[ESTRATTO]
##############################

Cultura e Spettacoli
Mercoledì 04 Febbraio 2009
Rosi: "Eccovi Slab City
la città degli invisibili"
A Como il regista incanta il pubblico con il suo raro documentario
Oggi "Pranzo di Ferragosto" e il cinequiz con Luisa Morandini
Un’esperienza umana prima che cinematografica ma, anche, una visione che porta lo spettatore in un’altra dimensione, quella sospesa nel tempo e nello spazio di Slab City, la città inesistente in mezzo al deserto Colorado, California del Sud, due ore di macchina da Los Angeles, così vicino e anche così lontano da una realtà dove, «pochi lo sanno, è illegale vivere all’aperto: o hai una residenza o stai in un dormitorio», ma se chiudi gli occhi cinque minuti su una panchina un poliziotto ha il diritto di farti sgomberare. Parola di Ken, che ha mollato tutto e vive in un autobus, di Lily, un medico che ha visto morire il figlio che tentava di difenderla, di “Insane” Wayne, 40 anni di carcere per omicidio di primo grado (e il suo sguardo allucinato non lascia dubbi sull’origine del soprannome), di Mike, Carol, Sterling e anche di Cindy, che si prende molta cura del suo aspetto e corona il suo sogno aprendo un piccolo salone da parrucchiera, ma ha alle spalle sei matrimoni e altrettante ex... mogli, visto che è un marine che ora, quasi settantenne, ha scelto di essere un travestito ed è fuggito dove nessuno lo avrebbe giudicato.

##############################

[MATERIALE FORNITO]
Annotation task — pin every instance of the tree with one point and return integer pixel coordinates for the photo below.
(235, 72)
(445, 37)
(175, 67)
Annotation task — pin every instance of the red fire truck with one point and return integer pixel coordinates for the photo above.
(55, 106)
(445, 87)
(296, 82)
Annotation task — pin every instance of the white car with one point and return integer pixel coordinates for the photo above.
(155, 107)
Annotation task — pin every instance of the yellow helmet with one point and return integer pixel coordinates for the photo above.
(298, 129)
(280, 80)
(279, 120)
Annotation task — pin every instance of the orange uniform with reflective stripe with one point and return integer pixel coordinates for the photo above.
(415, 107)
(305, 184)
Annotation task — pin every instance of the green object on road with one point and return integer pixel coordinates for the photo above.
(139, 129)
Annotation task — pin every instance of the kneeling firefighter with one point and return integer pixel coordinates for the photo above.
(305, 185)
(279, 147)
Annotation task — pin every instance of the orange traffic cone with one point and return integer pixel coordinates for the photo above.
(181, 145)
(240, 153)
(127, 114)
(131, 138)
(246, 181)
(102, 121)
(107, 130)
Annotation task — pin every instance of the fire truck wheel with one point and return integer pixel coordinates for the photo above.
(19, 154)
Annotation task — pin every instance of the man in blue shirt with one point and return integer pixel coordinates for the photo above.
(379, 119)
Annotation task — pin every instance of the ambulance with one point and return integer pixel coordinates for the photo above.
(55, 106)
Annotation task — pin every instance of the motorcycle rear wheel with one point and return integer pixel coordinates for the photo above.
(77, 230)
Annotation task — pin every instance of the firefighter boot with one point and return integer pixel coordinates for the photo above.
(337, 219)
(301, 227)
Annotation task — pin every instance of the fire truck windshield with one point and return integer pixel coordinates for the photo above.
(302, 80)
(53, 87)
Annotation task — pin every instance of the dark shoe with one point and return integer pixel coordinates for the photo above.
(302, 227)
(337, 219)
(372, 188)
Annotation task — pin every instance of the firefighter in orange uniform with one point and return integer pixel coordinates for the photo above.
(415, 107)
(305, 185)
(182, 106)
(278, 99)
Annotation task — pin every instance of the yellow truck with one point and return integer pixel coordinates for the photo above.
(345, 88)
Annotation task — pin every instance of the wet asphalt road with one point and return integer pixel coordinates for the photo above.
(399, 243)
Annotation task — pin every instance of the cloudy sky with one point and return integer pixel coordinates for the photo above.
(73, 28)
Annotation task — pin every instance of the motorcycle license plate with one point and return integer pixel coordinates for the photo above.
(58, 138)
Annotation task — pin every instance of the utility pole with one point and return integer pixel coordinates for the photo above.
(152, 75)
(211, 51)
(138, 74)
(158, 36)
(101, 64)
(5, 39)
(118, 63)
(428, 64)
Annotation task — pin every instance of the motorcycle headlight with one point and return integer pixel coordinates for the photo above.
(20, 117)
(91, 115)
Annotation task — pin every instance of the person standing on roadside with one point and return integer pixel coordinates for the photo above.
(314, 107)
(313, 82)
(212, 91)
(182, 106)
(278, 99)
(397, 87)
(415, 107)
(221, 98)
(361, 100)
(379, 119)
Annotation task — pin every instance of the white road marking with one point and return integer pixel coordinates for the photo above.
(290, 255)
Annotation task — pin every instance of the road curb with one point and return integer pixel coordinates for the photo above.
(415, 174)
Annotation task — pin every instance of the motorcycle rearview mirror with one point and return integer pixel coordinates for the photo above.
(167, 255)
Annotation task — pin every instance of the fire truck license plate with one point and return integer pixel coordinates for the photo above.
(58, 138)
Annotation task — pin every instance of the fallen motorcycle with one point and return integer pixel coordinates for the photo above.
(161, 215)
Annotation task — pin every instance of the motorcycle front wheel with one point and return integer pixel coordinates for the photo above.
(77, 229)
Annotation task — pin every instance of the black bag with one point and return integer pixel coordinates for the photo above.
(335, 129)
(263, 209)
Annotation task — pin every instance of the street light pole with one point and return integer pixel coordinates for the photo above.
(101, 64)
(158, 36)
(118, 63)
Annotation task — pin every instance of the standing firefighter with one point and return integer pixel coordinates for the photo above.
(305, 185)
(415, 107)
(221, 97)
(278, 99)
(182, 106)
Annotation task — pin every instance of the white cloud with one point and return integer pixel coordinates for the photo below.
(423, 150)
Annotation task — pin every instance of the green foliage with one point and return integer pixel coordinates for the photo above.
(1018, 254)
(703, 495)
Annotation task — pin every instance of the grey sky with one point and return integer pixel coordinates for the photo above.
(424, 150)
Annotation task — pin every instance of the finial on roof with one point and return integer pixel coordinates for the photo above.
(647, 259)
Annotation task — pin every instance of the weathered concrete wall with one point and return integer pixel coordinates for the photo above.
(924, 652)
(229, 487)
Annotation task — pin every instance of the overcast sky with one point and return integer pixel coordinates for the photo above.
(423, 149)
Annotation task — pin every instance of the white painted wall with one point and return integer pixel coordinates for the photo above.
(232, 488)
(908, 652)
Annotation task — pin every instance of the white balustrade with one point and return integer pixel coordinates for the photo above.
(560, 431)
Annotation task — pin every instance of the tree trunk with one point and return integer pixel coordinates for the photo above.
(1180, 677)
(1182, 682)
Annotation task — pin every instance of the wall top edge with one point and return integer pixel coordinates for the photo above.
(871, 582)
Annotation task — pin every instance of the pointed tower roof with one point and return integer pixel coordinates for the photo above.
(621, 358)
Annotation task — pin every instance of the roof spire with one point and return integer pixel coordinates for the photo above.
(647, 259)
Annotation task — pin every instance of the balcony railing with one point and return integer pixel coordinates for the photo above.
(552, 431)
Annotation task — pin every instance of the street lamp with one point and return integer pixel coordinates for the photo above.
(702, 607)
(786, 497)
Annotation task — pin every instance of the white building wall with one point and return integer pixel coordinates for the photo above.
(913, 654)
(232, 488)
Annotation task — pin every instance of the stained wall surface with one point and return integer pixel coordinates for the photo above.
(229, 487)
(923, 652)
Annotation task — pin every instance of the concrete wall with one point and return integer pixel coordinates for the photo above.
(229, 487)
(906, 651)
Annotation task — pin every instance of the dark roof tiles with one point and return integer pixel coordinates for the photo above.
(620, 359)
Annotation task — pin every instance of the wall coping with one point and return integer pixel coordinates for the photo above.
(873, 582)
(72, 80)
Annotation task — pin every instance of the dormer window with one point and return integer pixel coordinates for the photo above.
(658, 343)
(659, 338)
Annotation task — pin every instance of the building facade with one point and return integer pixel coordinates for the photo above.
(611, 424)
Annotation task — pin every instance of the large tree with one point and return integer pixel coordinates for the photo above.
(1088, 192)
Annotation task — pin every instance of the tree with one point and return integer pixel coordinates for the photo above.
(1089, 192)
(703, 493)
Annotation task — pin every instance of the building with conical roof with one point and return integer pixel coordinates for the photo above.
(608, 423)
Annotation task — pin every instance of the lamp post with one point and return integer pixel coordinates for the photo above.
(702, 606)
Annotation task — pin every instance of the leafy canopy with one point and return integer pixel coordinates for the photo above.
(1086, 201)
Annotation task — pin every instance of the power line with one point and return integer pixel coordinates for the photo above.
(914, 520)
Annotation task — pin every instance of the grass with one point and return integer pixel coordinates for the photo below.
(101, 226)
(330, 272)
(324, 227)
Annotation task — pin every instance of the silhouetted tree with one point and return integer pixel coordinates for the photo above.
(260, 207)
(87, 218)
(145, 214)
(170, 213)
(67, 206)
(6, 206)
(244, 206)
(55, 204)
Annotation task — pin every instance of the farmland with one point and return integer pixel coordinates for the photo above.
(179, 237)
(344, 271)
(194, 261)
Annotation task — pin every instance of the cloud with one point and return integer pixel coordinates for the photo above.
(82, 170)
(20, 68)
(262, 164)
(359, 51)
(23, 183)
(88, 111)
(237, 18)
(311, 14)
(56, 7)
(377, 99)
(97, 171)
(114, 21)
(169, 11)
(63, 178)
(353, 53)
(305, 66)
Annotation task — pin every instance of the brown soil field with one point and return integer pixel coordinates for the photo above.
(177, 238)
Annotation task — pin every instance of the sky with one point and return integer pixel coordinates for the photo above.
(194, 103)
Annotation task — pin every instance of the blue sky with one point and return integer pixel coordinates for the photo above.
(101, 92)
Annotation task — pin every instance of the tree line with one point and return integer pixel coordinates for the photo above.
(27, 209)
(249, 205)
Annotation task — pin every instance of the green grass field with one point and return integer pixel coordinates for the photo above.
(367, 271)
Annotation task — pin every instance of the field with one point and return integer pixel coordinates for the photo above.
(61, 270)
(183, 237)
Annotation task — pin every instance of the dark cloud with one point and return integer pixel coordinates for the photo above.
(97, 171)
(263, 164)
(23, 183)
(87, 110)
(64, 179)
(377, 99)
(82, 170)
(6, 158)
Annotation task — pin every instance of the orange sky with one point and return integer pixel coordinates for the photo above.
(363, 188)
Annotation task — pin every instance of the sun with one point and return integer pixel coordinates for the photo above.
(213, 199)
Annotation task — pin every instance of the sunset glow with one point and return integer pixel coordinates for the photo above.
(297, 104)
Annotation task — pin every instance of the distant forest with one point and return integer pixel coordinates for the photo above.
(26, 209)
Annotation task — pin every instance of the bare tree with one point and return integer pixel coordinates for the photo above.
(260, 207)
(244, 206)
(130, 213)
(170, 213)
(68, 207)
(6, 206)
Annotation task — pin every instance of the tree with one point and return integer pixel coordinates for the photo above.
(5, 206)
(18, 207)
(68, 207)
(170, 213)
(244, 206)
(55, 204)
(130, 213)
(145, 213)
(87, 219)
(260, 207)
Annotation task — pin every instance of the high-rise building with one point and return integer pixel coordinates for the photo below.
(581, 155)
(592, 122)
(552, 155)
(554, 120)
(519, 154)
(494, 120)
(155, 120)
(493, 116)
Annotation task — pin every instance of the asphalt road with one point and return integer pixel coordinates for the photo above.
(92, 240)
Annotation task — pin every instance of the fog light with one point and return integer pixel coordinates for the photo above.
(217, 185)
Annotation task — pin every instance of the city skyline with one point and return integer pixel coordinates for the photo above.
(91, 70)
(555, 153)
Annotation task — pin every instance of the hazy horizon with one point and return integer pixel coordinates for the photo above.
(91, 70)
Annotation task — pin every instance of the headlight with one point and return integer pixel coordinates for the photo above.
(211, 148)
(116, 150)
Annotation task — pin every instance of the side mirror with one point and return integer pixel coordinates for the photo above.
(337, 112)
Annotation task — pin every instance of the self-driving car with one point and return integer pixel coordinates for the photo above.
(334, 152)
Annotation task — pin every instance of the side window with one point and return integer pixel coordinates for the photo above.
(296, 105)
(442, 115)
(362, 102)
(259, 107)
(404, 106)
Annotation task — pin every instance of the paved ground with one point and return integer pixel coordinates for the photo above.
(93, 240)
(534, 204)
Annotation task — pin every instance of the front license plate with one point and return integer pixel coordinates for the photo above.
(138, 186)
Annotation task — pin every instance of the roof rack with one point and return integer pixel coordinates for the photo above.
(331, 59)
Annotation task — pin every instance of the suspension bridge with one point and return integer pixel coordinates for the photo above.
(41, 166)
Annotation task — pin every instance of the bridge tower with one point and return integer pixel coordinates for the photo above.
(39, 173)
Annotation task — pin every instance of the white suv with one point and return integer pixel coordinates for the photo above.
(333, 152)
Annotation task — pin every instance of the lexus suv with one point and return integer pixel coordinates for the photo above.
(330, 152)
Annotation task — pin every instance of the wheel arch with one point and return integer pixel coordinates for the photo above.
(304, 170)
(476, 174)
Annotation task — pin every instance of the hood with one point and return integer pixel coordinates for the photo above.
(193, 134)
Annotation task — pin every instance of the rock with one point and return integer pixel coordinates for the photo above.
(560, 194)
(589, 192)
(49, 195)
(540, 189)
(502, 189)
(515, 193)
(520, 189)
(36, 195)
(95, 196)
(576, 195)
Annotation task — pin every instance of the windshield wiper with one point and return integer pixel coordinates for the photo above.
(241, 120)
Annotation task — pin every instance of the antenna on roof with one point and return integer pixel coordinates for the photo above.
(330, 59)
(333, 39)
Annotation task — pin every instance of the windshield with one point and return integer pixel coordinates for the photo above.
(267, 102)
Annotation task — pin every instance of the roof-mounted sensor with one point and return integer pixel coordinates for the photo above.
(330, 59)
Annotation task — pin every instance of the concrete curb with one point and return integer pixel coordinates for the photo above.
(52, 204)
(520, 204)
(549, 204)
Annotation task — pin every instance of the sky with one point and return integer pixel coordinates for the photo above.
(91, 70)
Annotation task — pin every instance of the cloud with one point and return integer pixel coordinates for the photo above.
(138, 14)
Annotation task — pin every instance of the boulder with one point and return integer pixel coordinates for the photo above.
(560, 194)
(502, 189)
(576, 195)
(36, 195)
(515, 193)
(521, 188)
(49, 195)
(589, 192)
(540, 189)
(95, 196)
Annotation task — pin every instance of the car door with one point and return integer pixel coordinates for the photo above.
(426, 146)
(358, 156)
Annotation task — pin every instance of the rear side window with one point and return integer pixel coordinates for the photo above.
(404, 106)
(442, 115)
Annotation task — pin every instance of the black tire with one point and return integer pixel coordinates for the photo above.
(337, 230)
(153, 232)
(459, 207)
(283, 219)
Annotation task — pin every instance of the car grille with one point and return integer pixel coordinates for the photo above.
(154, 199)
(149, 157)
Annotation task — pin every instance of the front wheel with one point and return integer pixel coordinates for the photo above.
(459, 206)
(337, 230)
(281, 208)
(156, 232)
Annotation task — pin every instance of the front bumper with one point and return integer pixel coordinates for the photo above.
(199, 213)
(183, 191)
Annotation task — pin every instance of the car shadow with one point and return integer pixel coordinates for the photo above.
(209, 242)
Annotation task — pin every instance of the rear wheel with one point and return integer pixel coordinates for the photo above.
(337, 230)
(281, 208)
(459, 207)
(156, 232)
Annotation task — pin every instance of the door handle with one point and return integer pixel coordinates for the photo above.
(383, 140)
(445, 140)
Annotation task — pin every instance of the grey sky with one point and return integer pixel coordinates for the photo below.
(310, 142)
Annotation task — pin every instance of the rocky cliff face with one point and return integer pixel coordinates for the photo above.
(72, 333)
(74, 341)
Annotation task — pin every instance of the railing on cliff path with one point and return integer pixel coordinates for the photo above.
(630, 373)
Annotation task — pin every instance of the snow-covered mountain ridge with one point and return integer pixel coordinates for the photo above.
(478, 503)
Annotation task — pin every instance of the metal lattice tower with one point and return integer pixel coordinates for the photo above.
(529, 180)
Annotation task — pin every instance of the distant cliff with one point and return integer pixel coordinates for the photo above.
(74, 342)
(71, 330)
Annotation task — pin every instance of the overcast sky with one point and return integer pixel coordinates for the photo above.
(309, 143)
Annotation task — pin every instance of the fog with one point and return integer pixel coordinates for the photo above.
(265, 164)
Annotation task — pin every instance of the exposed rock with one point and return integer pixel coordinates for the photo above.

##############################

[COMPITI DA SVOLGERE]
1. Riporta i nomi di tutte le persone che vivono a Slab City citate nell'articolo su Slab City.
2. Prosegui l'articolo su Slab City a partire dalla sua ultima frase.

[RISPOSTE FORNITE]
1. Ken, Lily, "Insane" Wayne, Mike, Carol, Sterling, Cindy

2.
Un’oasi di senza volto
"C’è un codice molto preciso, nessuno ti farà mai domande", ha raccontato Gianfranco Rosi, artefice, più che regista, di "Below sea level", uno degli avvenimenti del festival "Il cinema italiano". Ha vissuto con quella gente a intermittenza per quattro anni, girando più di cento ore di materiale da solo, senza mai guardare quello che era rimasto nella telecamera se non al momento di montare: «Solo allora mi sono reso conto di avere per le mani un film» che piacerebbe ai fratelli Coen, soggetto di Faulkner e sceneggiatura di William Burroughs. Racconta Rosi: «È l’unico luogo negli Usa dove puoi vivere senza passaporto e senza identità. È una comunità che varia da 150 a duemila individui, tutti con le loro roulotte e i loro camper, in mezzo al deserto. Tutti fuggono da qualche cosa e non si sa cosa stiano cercando, ma vivono nel rispetto reciproco. Senza acqua corrente e elettricità, senza pompieri né polizia. Per quattro anni ho vissuto con loro, prima senza girare, sono semplicemente partito per vedere quella realtà. Poi alcuni di loro sono diventati autentici personaggi: trascrivendo i loro dialoghi mi sono reso conto che sembrava una poesia di settanta pagine». Questa è la “beaten generation”, la generazione battuta, anche se un po’ dello spirito beat traspare nella canzone di Mike che esalta la vita in quello stato di libertà totale, con tutti i pro e i contro.
«Spero di riuscire a proiettarlo presto proprio per loro», ha concluso Rosi, salutato da un’ovazione di un pubblico ipnotizzato. Lo stesso che ha affollato il Cineplex Astoria per un altro film molto atteso, La terra degli uomini rossi presentato dall’autore, Marco Bechis che, oggi alle 10, lo proietterà agli studenti.